DATASET RECORDS:
--- --- ---

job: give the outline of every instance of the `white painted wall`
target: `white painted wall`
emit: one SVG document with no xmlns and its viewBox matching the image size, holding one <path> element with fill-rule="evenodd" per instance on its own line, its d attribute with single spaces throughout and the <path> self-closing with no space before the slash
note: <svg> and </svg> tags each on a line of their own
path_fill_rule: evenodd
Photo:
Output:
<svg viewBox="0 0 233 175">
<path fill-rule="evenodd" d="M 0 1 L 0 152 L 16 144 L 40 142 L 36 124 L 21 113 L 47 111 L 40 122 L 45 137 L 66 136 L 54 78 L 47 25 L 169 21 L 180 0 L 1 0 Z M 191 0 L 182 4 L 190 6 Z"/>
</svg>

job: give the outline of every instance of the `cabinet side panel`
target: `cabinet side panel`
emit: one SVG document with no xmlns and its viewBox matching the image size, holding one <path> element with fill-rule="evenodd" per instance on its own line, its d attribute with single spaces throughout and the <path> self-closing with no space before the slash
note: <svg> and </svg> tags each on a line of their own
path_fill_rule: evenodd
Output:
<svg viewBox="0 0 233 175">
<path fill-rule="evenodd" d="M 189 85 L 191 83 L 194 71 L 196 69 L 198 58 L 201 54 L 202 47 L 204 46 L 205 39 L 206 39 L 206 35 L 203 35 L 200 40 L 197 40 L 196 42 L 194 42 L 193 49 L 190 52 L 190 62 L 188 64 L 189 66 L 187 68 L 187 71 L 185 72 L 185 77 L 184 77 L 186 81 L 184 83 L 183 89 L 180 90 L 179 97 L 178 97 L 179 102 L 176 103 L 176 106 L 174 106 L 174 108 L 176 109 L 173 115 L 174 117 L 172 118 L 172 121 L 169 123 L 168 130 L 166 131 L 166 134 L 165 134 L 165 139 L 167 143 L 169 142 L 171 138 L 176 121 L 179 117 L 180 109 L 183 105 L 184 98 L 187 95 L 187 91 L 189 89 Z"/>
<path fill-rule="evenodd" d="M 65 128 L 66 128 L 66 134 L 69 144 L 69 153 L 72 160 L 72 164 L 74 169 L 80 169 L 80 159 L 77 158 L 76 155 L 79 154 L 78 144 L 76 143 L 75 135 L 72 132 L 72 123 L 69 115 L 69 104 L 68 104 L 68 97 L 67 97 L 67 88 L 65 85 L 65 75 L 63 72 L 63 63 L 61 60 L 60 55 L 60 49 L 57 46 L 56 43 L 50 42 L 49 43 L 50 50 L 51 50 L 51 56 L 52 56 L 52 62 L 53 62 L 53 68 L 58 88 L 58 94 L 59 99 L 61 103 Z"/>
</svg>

--- --- ---

DIRECTIVE: Repeat the material from above exactly, word for word.

ANSWER TO THIS PROBLEM:
job: give the outline of every instance of the `white painted wall`
target: `white painted wall`
emit: one SVG document with no xmlns and its viewBox matching the image size, holding one <path> element with fill-rule="evenodd" per instance on its own line, its d attribute with single spaces throughout and the <path> self-closing with no space before the slash
note: <svg> and </svg> tags each on a line of their own
path_fill_rule: evenodd
Photo:
Output:
<svg viewBox="0 0 233 175">
<path fill-rule="evenodd" d="M 0 1 L 0 152 L 16 144 L 40 142 L 36 124 L 21 113 L 47 111 L 40 122 L 45 137 L 66 136 L 54 78 L 47 25 L 169 21 L 180 0 L 1 0 Z M 191 0 L 182 4 L 190 6 Z"/>
</svg>

job: give the outline of every instance of the `cabinet side panel`
target: `cabinet side panel`
emit: one SVG document with no xmlns and its viewBox matching the image size, holding one <path> element with fill-rule="evenodd" per instance on its own line, its d attribute with single spaces throughout and the <path> self-closing with no space before the slash
note: <svg> and </svg> tags each on a line of their own
path_fill_rule: evenodd
Output:
<svg viewBox="0 0 233 175">
<path fill-rule="evenodd" d="M 189 85 L 191 83 L 194 71 L 196 69 L 198 58 L 201 54 L 202 47 L 204 46 L 205 39 L 206 39 L 206 35 L 203 35 L 200 40 L 197 40 L 196 42 L 194 42 L 193 49 L 190 52 L 190 62 L 188 64 L 189 66 L 187 68 L 187 71 L 185 72 L 185 77 L 184 77 L 186 81 L 184 83 L 183 89 L 180 90 L 179 97 L 178 97 L 179 102 L 176 103 L 176 106 L 174 106 L 174 108 L 176 109 L 173 115 L 174 117 L 172 118 L 172 121 L 169 123 L 168 130 L 166 131 L 166 134 L 165 134 L 165 139 L 167 143 L 169 142 L 171 138 L 176 121 L 179 117 L 180 109 L 183 105 L 184 98 L 187 95 L 187 91 L 189 89 Z"/>
<path fill-rule="evenodd" d="M 65 128 L 66 128 L 66 134 L 69 144 L 69 153 L 72 160 L 72 164 L 74 169 L 80 169 L 80 159 L 77 158 L 76 155 L 79 154 L 78 144 L 76 143 L 75 135 L 72 132 L 72 123 L 69 115 L 69 104 L 68 104 L 68 97 L 67 97 L 67 88 L 65 85 L 65 75 L 63 72 L 63 63 L 61 60 L 60 55 L 60 49 L 57 46 L 56 43 L 50 42 L 49 43 L 50 50 L 51 50 L 51 56 L 52 56 L 52 62 L 53 62 L 53 68 L 58 88 L 58 94 L 59 99 L 61 103 Z"/>
</svg>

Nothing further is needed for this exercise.